### [Supplied records]
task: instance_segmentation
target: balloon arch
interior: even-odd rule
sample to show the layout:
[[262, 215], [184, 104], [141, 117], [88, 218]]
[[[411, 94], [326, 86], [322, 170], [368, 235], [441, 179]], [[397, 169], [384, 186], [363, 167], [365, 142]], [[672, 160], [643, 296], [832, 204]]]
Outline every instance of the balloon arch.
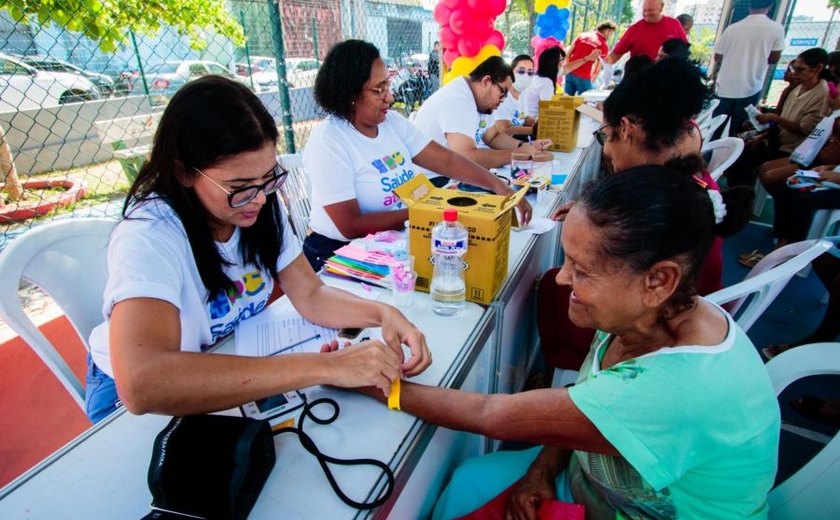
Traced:
[[[531, 46], [535, 59], [545, 49], [562, 46], [569, 30], [570, 0], [536, 0], [538, 13]], [[507, 0], [440, 0], [435, 21], [440, 24], [443, 63], [447, 83], [466, 76], [490, 56], [501, 56], [505, 36], [494, 27], [496, 17], [505, 11]]]

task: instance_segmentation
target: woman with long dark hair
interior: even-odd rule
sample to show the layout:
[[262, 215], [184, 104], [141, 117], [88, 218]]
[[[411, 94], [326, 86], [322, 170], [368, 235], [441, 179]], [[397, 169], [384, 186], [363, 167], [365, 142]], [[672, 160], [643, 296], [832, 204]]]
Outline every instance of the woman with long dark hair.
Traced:
[[522, 93], [521, 100], [525, 113], [537, 118], [540, 113], [540, 101], [551, 99], [557, 91], [557, 75], [566, 52], [560, 47], [551, 47], [540, 53], [537, 58], [537, 75]]
[[[431, 363], [423, 335], [399, 311], [325, 286], [300, 254], [276, 193], [287, 175], [277, 137], [260, 100], [234, 81], [206, 76], [172, 97], [108, 248], [105, 322], [90, 338], [94, 422], [117, 397], [133, 413], [186, 415], [317, 384], [388, 392], [401, 370]], [[275, 285], [312, 322], [381, 326], [390, 348], [202, 354], [262, 311]], [[401, 366], [402, 343], [412, 358]]]

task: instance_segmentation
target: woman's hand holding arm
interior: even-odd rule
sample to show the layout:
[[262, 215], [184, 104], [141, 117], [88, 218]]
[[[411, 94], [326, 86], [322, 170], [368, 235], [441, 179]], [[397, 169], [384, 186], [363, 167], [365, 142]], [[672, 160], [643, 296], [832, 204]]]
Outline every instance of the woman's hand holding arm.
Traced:
[[402, 345], [407, 345], [411, 358], [402, 366], [406, 375], [419, 374], [432, 363], [426, 337], [399, 310], [324, 285], [303, 255], [280, 271], [278, 278], [292, 305], [309, 321], [333, 328], [382, 327], [383, 339], [401, 361]]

### [What you have to do]
Swap "Traced" for "Outlined" in the material from its start through the line containing "343], [412, 358]]]", leaving everything else unchanged and omitting the pictures.

### [Output of the task]
task: instance_segmentation
target: balloon arch
interior: even-odd rule
sample to show the layout:
[[262, 215], [184, 104], [141, 117], [88, 218]]
[[[411, 94], [326, 86], [322, 170], [368, 235], [441, 179]], [[397, 169], [384, 186], [363, 167], [365, 142]], [[672, 160], [643, 296], [832, 204]]]
Outline every instance of the balloon arch.
Outlined:
[[[531, 46], [535, 59], [545, 49], [562, 46], [569, 30], [570, 0], [536, 0], [538, 13]], [[507, 0], [440, 0], [435, 21], [440, 24], [443, 63], [447, 83], [466, 76], [490, 56], [501, 56], [505, 36], [494, 27], [496, 17], [505, 11]]]

task: instance_segmentation
target: woman with long dark hair
interior: even-odd rule
sample to show the layout:
[[262, 215], [184, 104], [141, 117], [88, 218]]
[[[411, 94], [326, 86], [322, 170], [368, 235], [441, 179]], [[397, 169], [384, 186], [363, 167], [365, 142]], [[672, 160], [643, 296], [832, 204]]]
Outline every instance of the woman with long dark hair.
Outlined:
[[522, 93], [521, 100], [525, 113], [537, 118], [540, 113], [540, 101], [551, 99], [557, 91], [557, 75], [566, 52], [560, 47], [551, 47], [540, 53], [537, 58], [537, 75]]
[[[431, 363], [423, 335], [399, 311], [325, 286], [300, 254], [276, 193], [287, 175], [277, 137], [260, 100], [234, 81], [206, 76], [172, 97], [108, 248], [105, 322], [90, 338], [94, 422], [117, 397], [133, 413], [186, 415], [317, 384], [388, 392], [401, 370]], [[275, 285], [312, 322], [381, 326], [390, 348], [202, 354], [262, 311]], [[401, 366], [402, 343], [412, 358]]]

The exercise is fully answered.